** PROBLEM SET **
- a) In the Bonnie Neubauer interview, what is the Spanish translation of "I was born and raised in the city of Philadelphia."?
- b) In the Bonnie Neubauer interview, what role does she say she will take on during the weekend?

** TEXT PROVIDED **
_ _ _
20 Questions Interview
with Bonnie Neubauer

Teacher, Artist, Inventor, Writer

 

Bonnie Neubauer1. What's your name?

Bonnie Neubauer.

2. Where are you from?

I was born and raised in the city of Philadelphia. Now I live in one of the western suburbs.

3. Who are you today?

In an ever-evolving, ever-changing litany of titles, today I would call myself a teacher and mentor. I had the distinct honor of teaching an 11-year-old how to create a funeral for her pet hamster which included writing a eulogy and discussing death. Tonight I will be an artist who paints on rocks; yesterday I was a cognitive skills trainer for kids with learning challenges; tomorrow I will be the writer of a newsletter for female business owners; and on the weekend I will be a board game inventor.

4. What do you do? (Elevator speech)

OMG. I should have read all the questions first. Please see #3 and add author, speaker, greeting card writer, and marketing consultant to cognitive skills trainer, artist, inventor, and freelance writer. And if you have to boil it all down to one phrase, I would say, "My life mission is to make my inner smile external in others through edutainment."

5. What's your story (how did you get here)?

Looking back it's fairly easy to see how the thousands of baby steps, handful of leaps, and myriad of detours all fit together like stepping stones to form the creative life I lead today. However, as a child a young adult, I didn't seem to exhibit a single creative tendency. I especially hated writing and didn't do much reading, either. I didn't know it until it happened, but I was just a late bloomer. When I was in my mid-thirties, creativity in the form of writing, seemed to magically ooze out of every pen I touched. I was like a baby who finally learning to walk and I just took off. I have never looked back.
_ _ _
** SUPPLIED MATERIAL **

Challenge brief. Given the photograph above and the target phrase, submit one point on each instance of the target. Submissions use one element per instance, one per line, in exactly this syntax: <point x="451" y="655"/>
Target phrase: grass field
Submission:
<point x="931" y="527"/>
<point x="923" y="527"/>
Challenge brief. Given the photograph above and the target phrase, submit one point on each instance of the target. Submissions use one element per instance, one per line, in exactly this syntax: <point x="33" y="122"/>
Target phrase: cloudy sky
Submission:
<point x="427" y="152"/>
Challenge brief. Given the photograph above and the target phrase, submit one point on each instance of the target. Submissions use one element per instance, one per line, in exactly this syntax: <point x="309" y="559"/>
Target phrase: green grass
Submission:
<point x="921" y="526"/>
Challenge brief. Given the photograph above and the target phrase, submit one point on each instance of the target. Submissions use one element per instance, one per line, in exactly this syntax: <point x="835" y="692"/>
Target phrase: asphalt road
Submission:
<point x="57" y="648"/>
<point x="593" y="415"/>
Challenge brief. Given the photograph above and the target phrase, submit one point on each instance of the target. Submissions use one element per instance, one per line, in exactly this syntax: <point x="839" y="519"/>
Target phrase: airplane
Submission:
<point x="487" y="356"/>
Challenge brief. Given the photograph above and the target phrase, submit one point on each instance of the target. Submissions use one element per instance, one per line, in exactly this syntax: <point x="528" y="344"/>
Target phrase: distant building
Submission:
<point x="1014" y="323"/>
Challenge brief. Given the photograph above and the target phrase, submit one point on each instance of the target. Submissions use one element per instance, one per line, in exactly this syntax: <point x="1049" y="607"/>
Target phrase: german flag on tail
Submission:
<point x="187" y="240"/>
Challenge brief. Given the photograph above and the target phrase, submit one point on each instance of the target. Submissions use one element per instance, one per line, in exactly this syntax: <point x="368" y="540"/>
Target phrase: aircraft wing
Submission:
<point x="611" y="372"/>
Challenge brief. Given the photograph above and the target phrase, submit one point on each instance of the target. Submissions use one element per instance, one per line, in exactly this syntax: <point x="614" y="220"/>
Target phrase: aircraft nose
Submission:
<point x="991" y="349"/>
_ _ _
** RESPONSES TO THE TASKS **
- a) Nací y me crié en la ciudad de Filadelfia.

- b) A board game inventor.